B. The Board was told neither how the Heritage Section is supposed to fulfill its mandate in the absence of monetary resources, nor why it would refuse nonmonetary resources, like the input of the BHSC.
C. The Board has no explanation for the apparent assumption, by the planners, that “development” could only come in one format – redevelopment.
D. The Board disagrees with the apparent assumption that the PPS heritage provisions refer only to properties designated under the OHA. That is not what the PPS itself says.
E. For decades, the City talked about revitalizing lowrise buildings along King Edward Avenue. At the time, its OP envisioned lowrise. That policy clearly failed. The Board was shown no evidence of an actual strategy to induce or guide such investment on any methodical basis. In the apparent absence of a strategy, the Board was not shown how anyone could have expected anything different, let alone a better outcome.

■ DATA TO EXAMINE ■
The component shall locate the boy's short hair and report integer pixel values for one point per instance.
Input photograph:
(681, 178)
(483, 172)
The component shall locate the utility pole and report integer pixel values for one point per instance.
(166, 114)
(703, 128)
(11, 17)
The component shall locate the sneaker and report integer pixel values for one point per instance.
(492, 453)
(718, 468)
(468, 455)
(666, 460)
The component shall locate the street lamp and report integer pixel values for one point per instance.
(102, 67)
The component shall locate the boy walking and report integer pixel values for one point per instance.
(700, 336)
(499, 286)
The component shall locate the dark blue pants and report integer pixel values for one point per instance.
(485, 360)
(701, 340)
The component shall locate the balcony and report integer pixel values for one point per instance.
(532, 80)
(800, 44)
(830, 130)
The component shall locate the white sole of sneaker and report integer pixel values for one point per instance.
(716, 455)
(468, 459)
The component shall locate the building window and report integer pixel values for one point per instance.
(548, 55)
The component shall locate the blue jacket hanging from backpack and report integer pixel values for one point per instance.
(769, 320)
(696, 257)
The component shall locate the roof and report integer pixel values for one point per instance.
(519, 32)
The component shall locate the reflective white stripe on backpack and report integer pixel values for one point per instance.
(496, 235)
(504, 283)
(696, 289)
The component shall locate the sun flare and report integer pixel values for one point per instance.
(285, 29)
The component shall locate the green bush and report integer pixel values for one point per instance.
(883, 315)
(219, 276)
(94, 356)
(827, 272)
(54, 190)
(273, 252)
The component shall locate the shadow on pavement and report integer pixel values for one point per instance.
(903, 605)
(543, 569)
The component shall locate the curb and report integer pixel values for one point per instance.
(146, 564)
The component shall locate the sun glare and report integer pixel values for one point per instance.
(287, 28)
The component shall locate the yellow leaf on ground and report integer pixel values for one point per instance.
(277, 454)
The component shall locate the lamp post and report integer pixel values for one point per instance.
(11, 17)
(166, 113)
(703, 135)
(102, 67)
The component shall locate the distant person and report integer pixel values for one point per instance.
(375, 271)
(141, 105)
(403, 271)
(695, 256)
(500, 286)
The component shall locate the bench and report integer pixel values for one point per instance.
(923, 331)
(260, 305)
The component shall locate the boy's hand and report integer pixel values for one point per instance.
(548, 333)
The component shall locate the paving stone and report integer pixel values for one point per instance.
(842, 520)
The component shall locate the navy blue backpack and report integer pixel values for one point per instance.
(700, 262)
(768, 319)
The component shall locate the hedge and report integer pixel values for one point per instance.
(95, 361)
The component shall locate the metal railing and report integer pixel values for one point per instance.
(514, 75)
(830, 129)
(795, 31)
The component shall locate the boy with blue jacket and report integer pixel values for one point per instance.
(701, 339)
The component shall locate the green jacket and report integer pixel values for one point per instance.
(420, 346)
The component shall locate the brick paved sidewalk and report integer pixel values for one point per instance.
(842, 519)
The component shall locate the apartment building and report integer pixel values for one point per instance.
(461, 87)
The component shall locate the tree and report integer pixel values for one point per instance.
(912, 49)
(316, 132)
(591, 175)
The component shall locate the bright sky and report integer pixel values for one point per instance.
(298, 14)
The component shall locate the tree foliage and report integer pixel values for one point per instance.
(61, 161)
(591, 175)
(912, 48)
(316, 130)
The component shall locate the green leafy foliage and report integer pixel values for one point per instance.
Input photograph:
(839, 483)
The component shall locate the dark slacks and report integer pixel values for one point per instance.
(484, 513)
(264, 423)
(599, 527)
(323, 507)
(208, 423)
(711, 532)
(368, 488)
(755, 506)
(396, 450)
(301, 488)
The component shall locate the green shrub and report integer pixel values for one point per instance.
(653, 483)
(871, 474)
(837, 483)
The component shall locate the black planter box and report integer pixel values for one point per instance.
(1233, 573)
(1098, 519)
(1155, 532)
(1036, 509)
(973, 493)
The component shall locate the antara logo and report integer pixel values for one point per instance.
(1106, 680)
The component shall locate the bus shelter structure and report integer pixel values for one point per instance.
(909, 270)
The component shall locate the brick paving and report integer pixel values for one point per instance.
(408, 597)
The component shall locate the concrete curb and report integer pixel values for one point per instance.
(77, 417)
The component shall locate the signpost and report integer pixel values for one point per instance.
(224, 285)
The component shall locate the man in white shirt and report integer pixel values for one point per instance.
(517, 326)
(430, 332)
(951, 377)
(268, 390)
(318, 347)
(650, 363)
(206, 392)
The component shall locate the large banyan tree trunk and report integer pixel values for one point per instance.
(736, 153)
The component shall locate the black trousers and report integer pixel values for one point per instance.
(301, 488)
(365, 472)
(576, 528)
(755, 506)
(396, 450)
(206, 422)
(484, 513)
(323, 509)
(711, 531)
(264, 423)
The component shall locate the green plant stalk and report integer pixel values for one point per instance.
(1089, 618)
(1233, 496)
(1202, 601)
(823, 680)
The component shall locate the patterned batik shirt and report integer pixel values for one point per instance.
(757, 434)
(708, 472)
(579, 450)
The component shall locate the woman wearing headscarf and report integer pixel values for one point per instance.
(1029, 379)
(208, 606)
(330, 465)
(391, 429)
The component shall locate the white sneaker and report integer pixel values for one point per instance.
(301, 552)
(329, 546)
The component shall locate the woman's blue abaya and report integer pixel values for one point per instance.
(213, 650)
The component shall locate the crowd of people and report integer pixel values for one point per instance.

■ WORK INSTRUCTION 1 ■
List every abbreviation that appears in the excerpt on the Board's heritage findings above.
■ WORK INSTRUCTION 2 ■
Carry on the excerpt on the Board's heritage findings, picking up right after its final sentence.

■ TASK ANSWER 1 ■
BHSC, PPS, OHA, OP

■ TASK ANSWER 2 ■
F. For that matter, the Board was not told of any City strategy to attract or guide investment to the improvement of existing buildings elsewhere in the undesignated heritage Overlay – or to the improvement of the building stock generally. Given the monetary stakes, the Board has no explanation. [124]
There are many other substantive issues addressed by Denhez’s 30-page decision, including environmental arguments for the reuse of existing buildings. It’s a good read. Denhez does not paint a flattering picture of the City of Ottawa Heritage Section, nor of the City for underfunding the Heritage Section, making it impossible to live up to their responsibly under the Ontario Heritage Act. Lowertown, in particular, suffers from neglectful heritage practices.
Heritage Committee members should not be quick to blame themselves for not having more background on these buildings.
Surely, it is not entirely the responsibility of the community to do the work of the City’s professional heritage staff. We work where we think there is risk, but we cannot guess where the next threat will be. Community members have prepared complete briefs on significant landmarks in our community, particularly York Street School, the Prayer House on Myrand Street, the Andrew Fleck Daycare Centre and the Union du Canada building, requesting designation. They sit on shelves or computer drives at City Hall, “in the queue”.
We need the support of partners–working partners with resources– who do not see Lowertown heritage as an impediment to development, but as an important cultural resource that enhances our city. Will councillors be moved by the Denhez Decision to provide increased resources to protect our heritage and cultural resources? Some Ontario planners are already citing his comments. We can only hope that the message hits home.